▶ REQUIREMENT:
Count the lines below that contain the word "blurred", and give only that number.

(Natural-language object grounding data)

☆ ☆ ☆ ☆ ☆ ☆ ☆

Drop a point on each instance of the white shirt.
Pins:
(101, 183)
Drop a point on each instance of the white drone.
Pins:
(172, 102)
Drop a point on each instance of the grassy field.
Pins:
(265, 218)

☆ ☆ ☆ ☆ ☆ ☆ ☆

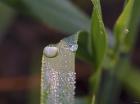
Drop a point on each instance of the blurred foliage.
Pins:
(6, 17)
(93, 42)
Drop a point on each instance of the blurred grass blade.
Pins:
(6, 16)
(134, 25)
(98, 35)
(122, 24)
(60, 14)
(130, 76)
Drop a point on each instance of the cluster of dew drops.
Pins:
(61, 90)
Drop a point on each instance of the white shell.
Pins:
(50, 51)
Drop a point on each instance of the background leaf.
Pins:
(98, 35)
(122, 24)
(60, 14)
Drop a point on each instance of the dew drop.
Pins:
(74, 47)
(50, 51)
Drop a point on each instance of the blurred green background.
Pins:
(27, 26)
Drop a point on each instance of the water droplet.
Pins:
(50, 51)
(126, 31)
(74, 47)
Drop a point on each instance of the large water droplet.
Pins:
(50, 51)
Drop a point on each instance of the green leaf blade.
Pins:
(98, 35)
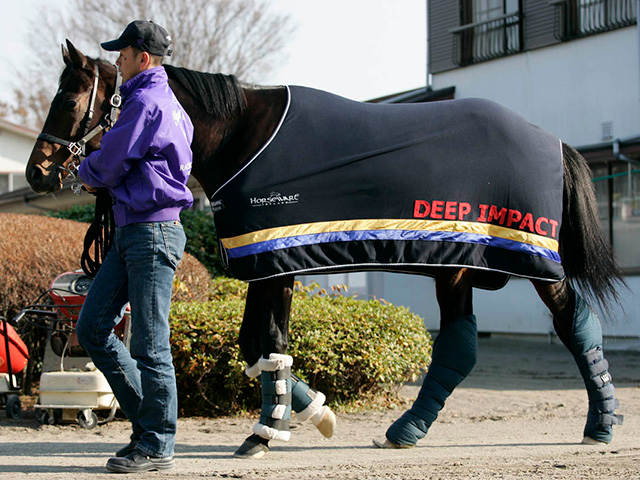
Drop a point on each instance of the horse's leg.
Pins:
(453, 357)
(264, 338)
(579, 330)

☆ ☆ ☆ ☆ ☆ ☆ ☆

▶ TASK RESPONSE:
3